• **Article**:

+---+

AWS for Industries

Future-proof Your AI at the Edge with AWS

In the rapidly evolving field of IoT in manufacturing and transportation domains, machine learning features create significant value. By utilizing machine learning at the edge, manufacturers can gather insights faster, identify trends, identify patterns, and detect anomalies, all resulting in enhanced security and safety and cost savings.

Amazon SageMaker is a fully managed service that provides developers and data scientists with the ability to build, train, model, and deploy ML models for any use case with fully managed infrastructure, tools, and workflows quickly at scale. In this blog, written with our Premier AWS Partner, Ness Digital Engineering, we present the various options to compile, package, deploy, and run machine learning models across a fleet of devices at the edge.

The value of Amazon SageMaker

Within Amazon SageMaker, to manage resources and optimize inference performance when deploying the ML models, Amazon SageMaker Edge Manager is a preferred way to manage models on an edge device, while ONNX runtime can be used to optimize models for inference. Amazon SageMaker Neo, a capability of Amazon SageMaker that enables ML models to train and run on the edge, can also be employed to optimize ML models for inference on SageMaker in the cloud and supported devices at the edge.

+---+

• **Data lines**:
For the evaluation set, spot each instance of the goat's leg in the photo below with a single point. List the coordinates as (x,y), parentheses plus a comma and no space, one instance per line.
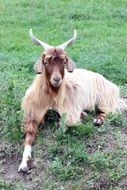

+---+

• **Required work**:
(a) In the article on AI at the edge, which Premier AWS Partner co-wrote the blog?
(b) Write the next part of the article on AI at the edge, starting after its last sentence.

• **Results in order**:
(a) Ness Digital Engineering.

(b)
While Amazon SageMaker Edge Manager lets you prepare custom models for edge devices, include runtime for running ML inferences efficiently and enables the devices to securely send samples of data for relabeling and retraining, alternative approaches include DLR (Deep Learning Runtime) that can be used to run model compiled by SageMaker Neo. For a cross-platform edge runtime, use ONNX, an open-source ML model accelerator, that integrates into your SageMaker workflows as an automated step for your edge deployments.

Option 1. Amazon SageMaker Edge Manager Agent Service

With the availability of low power edge hardware for ML and the ability to allow predictions in real time, reduce costs, and preserve end-user privacy, many ML use cases are built to run ML models on edge devices. However, this is still challenging due to limited compute, memory, and connectivity limitations. Therefore, there is a need for an edge manager to optimize, run and update ML models across the fleet of devices at the edge.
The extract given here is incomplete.